• [TEXT BLOCK]
※

Viewers Swarm To Haagen-Dazs Bee-Friendly Viral Video

Haagen Dazs help the bees videoLike bees to honey, Häagen-Dazs has successfully attracted a swarm of caring consumers to an online public service announcement highlighting the plight of the disappearing honey bee.

For its "Häagen-Dazs Loves Honey Bees" campaign, the ice cream maker's agency of record Omnicom Group's Goodby, Silverstein & Partners created a video showing costumed bees performing a unique bee dance set to hip-hop music, only to then slowly disappear from view.

Then, Los Angeles-based marketing shop Feed Company was brought in to formulate and execute the "seeding" strategy for the video online. "Seeding," which is Feed Company's specialty, is a less hackneyed term for "viral marketing," but essentially means the same thing.

The Honey Bee cause campaign incorporated a number of mediums, from traditional television ads and "Plant this page, Save a bee" flower-seed print ads to a microsite and philanthropic sponsorships. Feed Company was tasked with introducing the video to a large online youth-based community that actively shares video content and champion social causes on top social networks, video sites and blogs.

※

• [DATA PROVIDED]
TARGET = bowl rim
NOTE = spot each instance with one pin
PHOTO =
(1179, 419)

※

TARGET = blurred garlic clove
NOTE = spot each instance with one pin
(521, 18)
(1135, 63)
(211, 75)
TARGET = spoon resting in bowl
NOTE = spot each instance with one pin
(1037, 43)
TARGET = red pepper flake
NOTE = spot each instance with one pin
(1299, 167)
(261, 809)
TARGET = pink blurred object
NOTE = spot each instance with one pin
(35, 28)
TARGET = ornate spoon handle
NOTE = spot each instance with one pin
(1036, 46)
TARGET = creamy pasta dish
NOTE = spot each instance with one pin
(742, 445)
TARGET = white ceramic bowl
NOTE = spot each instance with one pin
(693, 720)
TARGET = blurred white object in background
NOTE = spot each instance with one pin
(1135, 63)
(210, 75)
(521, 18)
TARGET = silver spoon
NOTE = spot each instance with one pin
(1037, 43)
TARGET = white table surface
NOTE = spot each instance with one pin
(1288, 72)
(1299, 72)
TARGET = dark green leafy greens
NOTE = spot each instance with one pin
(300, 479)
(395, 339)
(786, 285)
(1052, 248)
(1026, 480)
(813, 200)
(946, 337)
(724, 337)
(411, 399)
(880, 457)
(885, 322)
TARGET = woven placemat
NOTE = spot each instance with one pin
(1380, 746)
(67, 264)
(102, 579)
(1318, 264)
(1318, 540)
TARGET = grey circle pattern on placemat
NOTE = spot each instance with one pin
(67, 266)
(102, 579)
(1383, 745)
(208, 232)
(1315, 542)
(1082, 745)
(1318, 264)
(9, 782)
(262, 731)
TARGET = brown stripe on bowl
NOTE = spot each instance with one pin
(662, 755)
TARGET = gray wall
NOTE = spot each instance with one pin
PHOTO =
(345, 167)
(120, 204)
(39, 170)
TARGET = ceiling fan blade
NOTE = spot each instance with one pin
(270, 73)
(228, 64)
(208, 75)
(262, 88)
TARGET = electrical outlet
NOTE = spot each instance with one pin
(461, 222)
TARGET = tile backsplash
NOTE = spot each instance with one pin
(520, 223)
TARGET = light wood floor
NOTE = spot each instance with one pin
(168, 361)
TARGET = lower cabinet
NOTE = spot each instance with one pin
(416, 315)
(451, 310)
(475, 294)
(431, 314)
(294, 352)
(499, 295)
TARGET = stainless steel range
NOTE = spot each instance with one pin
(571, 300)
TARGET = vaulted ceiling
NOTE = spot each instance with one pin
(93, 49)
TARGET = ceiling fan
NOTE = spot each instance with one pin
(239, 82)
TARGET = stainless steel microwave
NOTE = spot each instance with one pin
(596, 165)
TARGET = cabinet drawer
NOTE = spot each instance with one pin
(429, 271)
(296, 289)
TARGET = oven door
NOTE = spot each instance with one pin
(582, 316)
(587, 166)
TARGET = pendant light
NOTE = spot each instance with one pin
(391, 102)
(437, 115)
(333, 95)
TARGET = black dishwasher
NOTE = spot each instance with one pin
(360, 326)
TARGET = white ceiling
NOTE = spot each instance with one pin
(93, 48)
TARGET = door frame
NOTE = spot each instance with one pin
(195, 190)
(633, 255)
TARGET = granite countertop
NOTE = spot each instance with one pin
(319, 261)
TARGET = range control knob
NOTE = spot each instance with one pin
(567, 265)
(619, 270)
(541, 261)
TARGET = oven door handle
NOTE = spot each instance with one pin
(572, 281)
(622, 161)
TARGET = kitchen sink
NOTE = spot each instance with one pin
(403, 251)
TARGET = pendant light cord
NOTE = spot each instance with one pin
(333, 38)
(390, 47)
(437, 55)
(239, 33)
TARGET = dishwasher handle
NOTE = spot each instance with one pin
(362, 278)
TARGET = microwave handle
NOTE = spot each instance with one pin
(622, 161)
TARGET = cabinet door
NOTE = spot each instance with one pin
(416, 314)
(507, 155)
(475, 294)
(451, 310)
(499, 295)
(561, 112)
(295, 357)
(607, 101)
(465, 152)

※

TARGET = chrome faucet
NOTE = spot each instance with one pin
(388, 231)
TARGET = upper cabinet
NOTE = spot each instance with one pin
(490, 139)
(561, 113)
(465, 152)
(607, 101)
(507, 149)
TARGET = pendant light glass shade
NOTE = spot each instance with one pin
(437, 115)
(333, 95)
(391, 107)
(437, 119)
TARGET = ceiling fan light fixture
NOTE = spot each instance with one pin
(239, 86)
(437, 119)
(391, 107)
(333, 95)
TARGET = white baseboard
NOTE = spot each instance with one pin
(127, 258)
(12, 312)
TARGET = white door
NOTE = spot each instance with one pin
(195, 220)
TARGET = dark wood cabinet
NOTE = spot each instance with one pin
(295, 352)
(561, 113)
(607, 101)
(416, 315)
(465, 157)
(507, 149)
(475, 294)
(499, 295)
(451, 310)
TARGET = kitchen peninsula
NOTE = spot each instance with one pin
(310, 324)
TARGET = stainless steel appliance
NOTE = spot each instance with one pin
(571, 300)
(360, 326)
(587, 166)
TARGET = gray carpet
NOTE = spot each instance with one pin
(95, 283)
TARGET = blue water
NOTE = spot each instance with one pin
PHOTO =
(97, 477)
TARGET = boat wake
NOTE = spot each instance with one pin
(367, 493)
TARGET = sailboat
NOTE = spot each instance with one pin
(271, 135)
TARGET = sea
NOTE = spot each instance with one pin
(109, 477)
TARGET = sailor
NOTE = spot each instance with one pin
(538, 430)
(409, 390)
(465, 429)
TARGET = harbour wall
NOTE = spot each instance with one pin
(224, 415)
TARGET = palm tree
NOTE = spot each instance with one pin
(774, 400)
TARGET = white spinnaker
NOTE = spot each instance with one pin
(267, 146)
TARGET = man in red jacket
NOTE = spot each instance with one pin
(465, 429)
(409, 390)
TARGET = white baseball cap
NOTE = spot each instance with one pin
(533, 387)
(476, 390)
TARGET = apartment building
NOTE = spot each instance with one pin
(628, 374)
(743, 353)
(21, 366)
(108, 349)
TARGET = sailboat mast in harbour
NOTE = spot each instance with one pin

※

• [USING THE INFORMATION]
1/ In the article on the Häagen-Dazs honey bee video, rewrite the stretch from "Then, Los Angeles-based" through "sites and blogs.", replacing "Feed Company" with "Feed Co.".
2/ According to the article on the Häagen-Dazs honey bee video, which mediums did the Honey Bee cause campaign incorporate? List every one.
3/ Write the next part of the article on the Häagen-Dazs honey bee video, continuing from its final sentence.

• [EXERCISE ANSWERS]
1/
Then, Los Angeles-based marketing shop Feed Co. was brought in to formulate and execute the "seeding" strategy for the video online. "Seeding," which is Feed Co.'s specialty, is a less hackneyed term for "viral marketing," but essentially means the same thing.

The Honey Bee cause campaign incorporated a number of mediums, from traditional television ads and "Plant this page, Save a bee" flower-seed print ads to a microsite and philanthropic sponsorships. Feed Co. was tasked with introducing the video to a large online youth-based community that actively shares video content and champion social causes on top social networks, video sites and blogs.

2/
- Traditional television ads
- "Plant this page, Save a bee" flower-seed print ads
- A microsite
- Philanthropic sponsorships

3/
"Youth online have a lot of socio-political energy and word-of-mouth impact," said Christine Chen, associate media director for San Francisco-based Goodby, Silverstein & Partners. "So we really needed to get the video to key social locations on the web where it couldn't be overlooked. Feed Company understood this and delivered the expected reach and engagement."

In two weeks, "Bee-Boy Dance Crew" was viewed over 2 million times online. In addition, it received more than 3,500 comments on YouTube and was "buzzed about" on more than 130 sites and blogs and over 11,000 forum discussion sessions. The video continues to receive a four-and-a-half star rating on YouTube.

According to Feed Company president and founder Josh Warner, the company typically charged between $60,000 and $75,000 for a campaign of this scale. "Häagen-Dazs definitely got their money's worth," Warner said.

Founded in early 2007, Feed Company quickly established a name for itself when it helped Ray-Ban spread a video of a guy catching sunglasses on his face to the tune of over 13 million views.

To achieve such impressive numbers, Feed Company employs word of mouth, social media and public relations to build up online views for brands and their videos. The company optimizes viral videos for search engines, and buzzes about the videos with influential bloggers, editors, and social networking sites. Other clients include Microsoft Zune, Intel, Disney, and Deutsch/LA.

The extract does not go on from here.